** Requirement **
Please render the lines of all the items below as one numbered list, leaving out any blank lines.
--- Begin Records provided ---
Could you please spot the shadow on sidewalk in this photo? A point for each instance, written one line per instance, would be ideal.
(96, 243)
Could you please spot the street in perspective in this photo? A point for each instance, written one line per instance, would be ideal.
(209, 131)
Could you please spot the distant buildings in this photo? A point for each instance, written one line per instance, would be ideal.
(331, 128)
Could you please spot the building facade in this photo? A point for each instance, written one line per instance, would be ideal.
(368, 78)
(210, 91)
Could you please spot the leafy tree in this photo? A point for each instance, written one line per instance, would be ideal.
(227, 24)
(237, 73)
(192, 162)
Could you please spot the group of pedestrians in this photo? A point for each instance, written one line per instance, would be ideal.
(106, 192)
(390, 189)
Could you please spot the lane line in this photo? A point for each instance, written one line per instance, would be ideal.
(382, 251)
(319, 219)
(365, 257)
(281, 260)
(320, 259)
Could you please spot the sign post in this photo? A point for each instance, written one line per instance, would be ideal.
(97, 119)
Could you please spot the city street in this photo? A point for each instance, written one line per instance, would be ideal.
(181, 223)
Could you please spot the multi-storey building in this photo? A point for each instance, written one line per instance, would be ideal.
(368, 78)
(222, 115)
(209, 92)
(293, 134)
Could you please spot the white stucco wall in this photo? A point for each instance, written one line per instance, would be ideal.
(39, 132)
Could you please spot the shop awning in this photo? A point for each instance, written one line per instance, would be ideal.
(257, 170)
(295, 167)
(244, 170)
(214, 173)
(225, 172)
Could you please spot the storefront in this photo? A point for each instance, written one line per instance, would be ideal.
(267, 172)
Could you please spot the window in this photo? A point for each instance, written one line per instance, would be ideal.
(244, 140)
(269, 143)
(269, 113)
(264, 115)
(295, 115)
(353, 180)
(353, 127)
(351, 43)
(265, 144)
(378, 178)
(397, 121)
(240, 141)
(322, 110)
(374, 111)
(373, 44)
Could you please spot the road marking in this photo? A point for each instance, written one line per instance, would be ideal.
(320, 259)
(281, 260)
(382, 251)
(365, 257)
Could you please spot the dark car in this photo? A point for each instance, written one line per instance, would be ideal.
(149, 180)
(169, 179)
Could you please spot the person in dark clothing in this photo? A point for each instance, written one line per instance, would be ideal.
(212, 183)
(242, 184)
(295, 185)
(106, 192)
--- End Records provided ---
** Answer to this problem **
1. Could you please spot the shadow on sidewalk in this photo? A point for each instance, written one line per instance, would be ideal.
2. (96, 243)
3. Could you please spot the street in perspective in this photo? A point for each instance, written one line per instance, would be ideal.
4. (209, 131)
5. Could you please spot the distant buildings in this photo? A point for each instance, written one line per instance, would be ideal.
6. (331, 128)
7. Could you please spot the building facade in this photo? A point for each instance, written one line per instance, would be ideal.
8. (368, 78)
9. (210, 91)
10. Could you please spot the leafy tree in this photo? A point for each instance, written one line per instance, would be ideal.
11. (227, 24)
12. (237, 73)
13. (192, 162)
14. Could you please spot the group of pedestrians in this photo? A point for each instance, written one line per instance, would be ideal.
15. (106, 192)
16. (390, 189)
17. Could you please spot the lane line in this photo? A point for each instance, written one line per instance, would be ideal.
18. (382, 251)
19. (319, 219)
20. (365, 257)
21. (281, 260)
22. (320, 259)
23. Could you please spot the sign post in this photo? A point for each instance, written one line per instance, would be ideal.
24. (97, 119)
25. Could you please spot the city street in this photo? A point for each instance, written one line per instance, would be ideal.
26. (181, 223)
27. Could you please spot the multi-storey building in this photo? A point for each instance, written one line per instance, would be ideal.
28. (368, 78)
29. (222, 115)
30. (209, 92)
31. (293, 134)
32. Could you please spot the white stucco wall in this photo? A point for each instance, written one line per instance, would be ideal.
33. (39, 132)
34. Could you please spot the shop awning in this photo? A point for each instance, written one line per instance, would be ideal.
35. (257, 170)
36. (295, 167)
37. (244, 170)
38. (214, 173)
39. (225, 172)
40. Could you please spot the storefront in this photo? A point for each instance, written one line per instance, would be ideal.
41. (267, 172)
42. Could you please spot the window in this photo? A point for each instance, written one line per instance, would be ideal.
43. (244, 140)
44. (269, 143)
45. (269, 113)
46. (264, 115)
47. (295, 115)
48. (353, 180)
49. (353, 127)
50. (351, 43)
51. (265, 144)
52. (378, 178)
53. (397, 121)
54. (240, 141)
55. (322, 110)
56. (374, 111)
57. (373, 44)
58. Could you please spot the road marking in this photo? A point for each instance, written one line per instance, would be ideal.
59. (320, 259)
60. (281, 260)
61. (382, 251)
62. (365, 257)
63. Could you please spot the dark car in this photo? A point for each instance, written one line per instance, would be ideal.
64. (149, 180)
65. (169, 179)
66. Could you please spot the person in dark clothing in this photo? A point for each instance, written one line per instance, would be ideal.
67. (212, 183)
68. (242, 184)
69. (295, 185)
70. (106, 192)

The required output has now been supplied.